▸ Recorded information:
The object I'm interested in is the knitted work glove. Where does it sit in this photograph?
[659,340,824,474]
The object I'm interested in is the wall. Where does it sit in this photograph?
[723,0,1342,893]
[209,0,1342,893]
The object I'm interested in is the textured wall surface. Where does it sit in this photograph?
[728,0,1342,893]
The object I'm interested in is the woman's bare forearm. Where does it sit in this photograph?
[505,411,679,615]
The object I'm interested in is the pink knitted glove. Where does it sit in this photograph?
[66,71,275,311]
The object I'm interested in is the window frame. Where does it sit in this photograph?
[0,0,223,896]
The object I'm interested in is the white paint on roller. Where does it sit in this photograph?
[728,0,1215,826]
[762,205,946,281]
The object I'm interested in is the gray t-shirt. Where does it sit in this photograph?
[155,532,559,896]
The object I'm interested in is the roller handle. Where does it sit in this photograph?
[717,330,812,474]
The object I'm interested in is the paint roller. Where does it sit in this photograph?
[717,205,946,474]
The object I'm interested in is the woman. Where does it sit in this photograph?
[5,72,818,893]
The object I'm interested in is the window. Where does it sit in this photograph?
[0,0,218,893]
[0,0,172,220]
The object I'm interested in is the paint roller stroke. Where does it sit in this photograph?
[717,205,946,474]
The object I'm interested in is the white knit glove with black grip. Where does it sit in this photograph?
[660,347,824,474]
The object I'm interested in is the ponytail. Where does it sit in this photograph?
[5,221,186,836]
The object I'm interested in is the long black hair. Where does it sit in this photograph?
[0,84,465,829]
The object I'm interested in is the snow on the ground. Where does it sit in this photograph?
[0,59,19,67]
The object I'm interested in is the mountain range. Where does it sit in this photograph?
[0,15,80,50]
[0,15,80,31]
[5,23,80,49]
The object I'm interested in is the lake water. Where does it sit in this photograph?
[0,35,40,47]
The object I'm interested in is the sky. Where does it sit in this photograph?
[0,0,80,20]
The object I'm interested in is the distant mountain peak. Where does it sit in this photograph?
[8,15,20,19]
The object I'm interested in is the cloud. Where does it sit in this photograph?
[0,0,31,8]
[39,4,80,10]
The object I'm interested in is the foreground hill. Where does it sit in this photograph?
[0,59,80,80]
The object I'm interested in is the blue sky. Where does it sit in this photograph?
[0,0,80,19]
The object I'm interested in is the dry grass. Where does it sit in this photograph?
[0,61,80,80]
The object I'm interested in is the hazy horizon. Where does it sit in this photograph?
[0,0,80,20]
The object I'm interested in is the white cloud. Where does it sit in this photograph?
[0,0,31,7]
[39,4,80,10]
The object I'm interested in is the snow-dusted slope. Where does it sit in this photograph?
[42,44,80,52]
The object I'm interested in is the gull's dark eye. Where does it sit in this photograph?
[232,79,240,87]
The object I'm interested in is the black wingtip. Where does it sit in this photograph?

▸ Your task:
Reproduce verbatim every line from the one containing "The object I'm interested in is the lake" through the last line of the records, inclusive.

▸ Answer in full:
The object I'm interested in is the lake water. Where does it sit in this photograph?
[0,35,40,47]
The object I'm interested in is the sky. Where does it sit in this photograph?
[0,0,80,20]
The object I'm interested in is the distant mountain peak. Where does it sit in this photograph?
[8,15,20,19]
The object I'm interested in is the cloud. Where does it sit in this photograph?
[0,0,31,8]
[39,4,80,10]
The object I'm interested in is the foreground hill. Where does it sit in this photograph?
[0,59,80,80]
The object I'm interested in is the blue sky. Where does it sit in this photograph?
[0,0,80,19]
The object I'm interested in is the dry grass. Where does it sit in this photograph?
[0,61,80,80]
The object I'm interested in is the hazy horizon. Where does it sit in this photograph?
[0,0,80,20]
The object I'm interested in is the white cloud. Where does it sit in this photograph?
[0,0,31,7]
[39,4,80,10]
The object I'm interested in is the snow-dusted slope. Where does it sit in this photograph?
[42,44,80,52]
The object I'm interested in is the gull's dark eye. Where does it sit in this photograph?
[232,79,240,87]
The object I'm interested in is the black wingtip. Where does it sit in this photograph?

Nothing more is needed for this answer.